_Selection_
^^^^^^^^^^^^^^^^

Containerization Backup & DR

Linkerd in Production: Automatic mTLS, Retry/Timeout Budgets, and Multicluster Failover

Linkerd’s pitch is restraint: a Rust micro-proxy that does mTLS, load balancing, retries, and metrics in single-digit megabytes, with no Lua, no WASM, and a CLI that tells you the truth when something is misconfigured. You give up the kitchen-sink extensibility of an Envoy mesh; you get a data plane you can reason about at 3am. This guide takes a workload from unmeshed to zero-trust, layers on retry and timeout budgets that prevent retry storms, then links two clusters and wires automatic failover.

Everything here targets the stable 2.x line (validated against 2.15/2.16 behavior). Where a feature has a sharp edge — ServiceProfiles vs Gateway API, the 64KiB retry ceiling, gateway-mode latency — I call it out rather than paper over it.

1. Architecture: why the micro-proxy is different

Linkerd has two layers. The control plane (destination, identity, proxy-injector) runs in the linkerd namespace. The data plane is linkerd2-proxy, a purpose-built Rust proxy injected as a sidecar next to each application container.

The design choices that matter operationally:

Concern Linkerd Typical Envoy mesh
Data plane Rust micro-proxy, ~10-20Mi/pod Envoy, ~50-100Mi/pod
Config surface Opinionated, few knobs xDS, near-infinite knobs
mTLS On by default, zero config Opt-in policy, PeerAuthentication
Extensibility Intentionally limited Lua / WASM / ext_authz
Identity Per-workload cert from identity service Per-workload SPIFFE

The identity component is a CA that issues short-lived (24h default) leaf certs to each proxy, keyed to the pod’s Kubernetes ServiceAccount; proxies rotate them automatically. Because identity is bootstrapped from the ServiceAccount token, mTLS is on the moment a pod is meshed — there is no separate “turn on mTLS” step like Istio’s PeerAuthentication. The secure default is the only default, and that is the single biggest reason teams reach for Linkerd.

Mental model: the trust anchor (root CA) is long-lived and you guard it like a crown jewel. The issuer (intermediate CA) is what actually signs proxy certs, lives in a Kubernetes Secret, and you rotate it on a schedule. Leaf certs are ephemeral and you never touch them.

2. Install with a custom trust anchor

Never run a production mesh on the auto-generated certs from linkerd install with no arguments — they expire in a year and you cannot rotate the issuer independently of the anchor. Generate your own with the step CLI.

^^^^^^^^^^^^^^^^

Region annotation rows
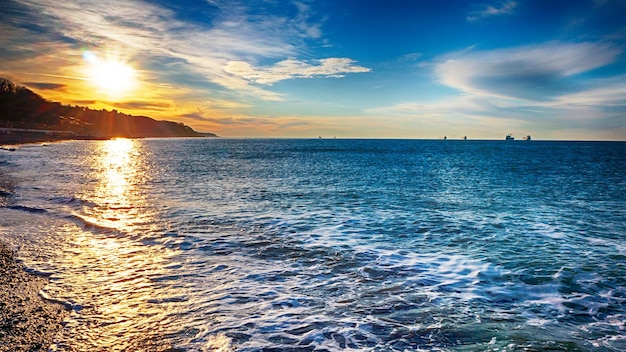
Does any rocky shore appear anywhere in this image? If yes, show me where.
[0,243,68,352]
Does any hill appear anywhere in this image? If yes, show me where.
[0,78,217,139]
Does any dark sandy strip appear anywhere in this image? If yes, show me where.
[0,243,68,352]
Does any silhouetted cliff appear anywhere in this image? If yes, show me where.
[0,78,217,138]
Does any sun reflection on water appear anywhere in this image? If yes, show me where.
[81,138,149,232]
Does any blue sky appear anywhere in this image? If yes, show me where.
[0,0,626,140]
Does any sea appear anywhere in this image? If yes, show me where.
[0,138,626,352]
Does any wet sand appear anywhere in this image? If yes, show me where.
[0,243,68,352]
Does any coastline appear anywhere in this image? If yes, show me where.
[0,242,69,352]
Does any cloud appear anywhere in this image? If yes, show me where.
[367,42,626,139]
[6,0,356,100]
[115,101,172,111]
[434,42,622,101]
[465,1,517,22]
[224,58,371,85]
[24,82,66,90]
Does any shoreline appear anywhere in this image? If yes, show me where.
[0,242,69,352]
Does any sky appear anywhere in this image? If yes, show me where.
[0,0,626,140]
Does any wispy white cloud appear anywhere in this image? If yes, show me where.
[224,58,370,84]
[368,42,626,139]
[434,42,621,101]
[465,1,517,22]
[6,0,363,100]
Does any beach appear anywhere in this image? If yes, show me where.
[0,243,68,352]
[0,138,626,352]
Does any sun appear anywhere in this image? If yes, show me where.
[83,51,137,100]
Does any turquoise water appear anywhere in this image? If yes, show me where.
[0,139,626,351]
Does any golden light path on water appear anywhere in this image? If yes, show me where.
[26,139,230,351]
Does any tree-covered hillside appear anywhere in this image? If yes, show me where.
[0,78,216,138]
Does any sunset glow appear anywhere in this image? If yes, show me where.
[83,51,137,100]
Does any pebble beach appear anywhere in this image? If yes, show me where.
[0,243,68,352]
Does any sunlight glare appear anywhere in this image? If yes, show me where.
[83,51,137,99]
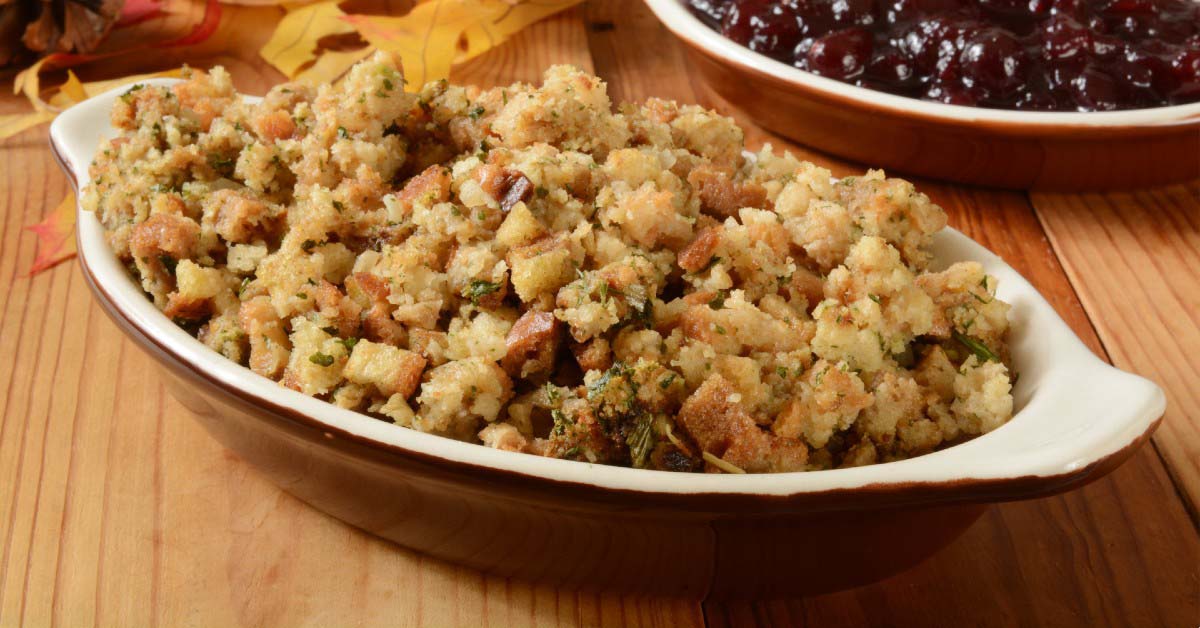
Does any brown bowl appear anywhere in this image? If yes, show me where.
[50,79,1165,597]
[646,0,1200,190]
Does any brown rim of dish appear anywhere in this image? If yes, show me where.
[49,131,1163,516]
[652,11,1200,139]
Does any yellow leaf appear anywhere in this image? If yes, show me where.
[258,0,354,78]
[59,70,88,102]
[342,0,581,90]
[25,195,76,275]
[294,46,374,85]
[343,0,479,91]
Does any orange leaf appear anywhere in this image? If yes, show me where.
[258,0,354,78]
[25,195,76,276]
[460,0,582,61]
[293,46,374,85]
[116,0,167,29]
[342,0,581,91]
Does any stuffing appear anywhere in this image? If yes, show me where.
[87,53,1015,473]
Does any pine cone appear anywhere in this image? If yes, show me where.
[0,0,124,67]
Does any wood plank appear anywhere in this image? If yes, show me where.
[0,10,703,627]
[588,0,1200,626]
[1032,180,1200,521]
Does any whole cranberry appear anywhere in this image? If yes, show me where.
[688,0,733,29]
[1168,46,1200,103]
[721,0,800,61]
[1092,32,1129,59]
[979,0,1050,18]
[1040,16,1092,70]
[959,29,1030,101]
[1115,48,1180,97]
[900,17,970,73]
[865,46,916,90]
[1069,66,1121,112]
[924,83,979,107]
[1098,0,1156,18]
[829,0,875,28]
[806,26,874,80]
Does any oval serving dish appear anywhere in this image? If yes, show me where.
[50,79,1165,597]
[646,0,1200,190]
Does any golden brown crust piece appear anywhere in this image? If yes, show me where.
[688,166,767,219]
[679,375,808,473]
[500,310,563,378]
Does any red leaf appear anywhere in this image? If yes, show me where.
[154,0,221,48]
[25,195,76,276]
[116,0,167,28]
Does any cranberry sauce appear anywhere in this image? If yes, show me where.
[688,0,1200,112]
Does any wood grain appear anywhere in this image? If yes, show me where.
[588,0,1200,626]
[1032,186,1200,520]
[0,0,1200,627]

^^^^^^^^^^^^^^^^

_Task instructions_
1 - Reproduce the Linkerd guide word for word, starting at "Containerization Backup &" and ending at "wires automatic failover.".
2 - Carry the Linkerd guide forward from the point where it stops.
None of these rows are needed.

_Final answers_
1 -
Containerization Backup & DR

Linkerd in Production: Automatic mTLS, Retry/Timeout Budgets, and Multicluster Failover

Linkerd’s pitch is restraint: a Rust micro-proxy that does mTLS, load balancing, retries, and metrics in single-digit megabytes, with no Lua, no WASM, and a CLI that tells you the truth when something is misconfigured. You give up the kitchen-sink extensibility of an Envoy mesh; you get a data plane you can reason about at 3am. This guide takes a workload from unmeshed to zero-trust, layers on retry and timeout budgets that prevent retry storms, then links two clusters and wires automatic failover.

2 -
# Long-lived root (trust anchor) — 10 years, kept OFFLINE after this
step certificate create root.linkerd.cluster.local ca.crt ca.key \
  --profile root-ca --no-password --insecure --not-after=87600h

# Issuer (intermediate) — 1 year, signed by the root
step certificate create identity.linkerd.cluster.local issuer.crt issuer.key \
  --profile intermediate-ca --not-after=8760h --no-password --insecure \
  --ca ca.crt --ca-key ca.key

Install the CRDs first, then the control plane wired to those certs:

linkerd install --crds | kubectl apply -f -

linkerd install \
  --identity-trust-anchors-file ca.crt \
  --identity-issuer-certificate-file issuer.crt \
  --identity-issuer-key-file issuer.key \
  | kubectl apply -f -

linkerd check

For GitOps, prefer Helm so the chart owns the lifecycle:

helm install linkerd-crds linkerd/linkerd-crds -n linkerd --create-namespace

helm install linkerd-control-plane -n linkerd \
  --set-file identityTrustAnchorsPEM=ca.crt \
  --set-file identity.issuer.tls.crtPEM=issuer.crt \
  --set-file identity.issuer.tls.keyPEM=issuer.key \
  linkerd/linkerd-control-plane

Rotating the issuer

The issuer is the cert you rotate routinely. Because every proxy already trusts the root, swapping the intermediate is non-disruptive — you do not need to bundle anything.

# New intermediate, same root
step certificate create identity.linkerd.cluster.local issuer-new.crt issuer-new.key \
  --profile intermediate-ca --not-after 8760h --no-password --insecure \
  --ca ca.crt --ca-key ca.key

linkerd upgrade \
  --identity-issuer-certificate-file=./issuer-new.crt \
  --identity-issuer-key-file=./issuer-new.key \
  | kubectl apply -f -

# Proxies pick up the new issuer on their next cert rotation; force it to verify
kubectl -n emojivoto rollout restart deploy
linkerd check --proxy

Rotating the trust anchor is the harder case — you bundle old + new so proxies trust both during the transition, roll everything, re-issue the intermediate from the new root, roll again, then drop the old anchor. That four-step dance is why you give the root a 10-year life and rotate the issuer instead.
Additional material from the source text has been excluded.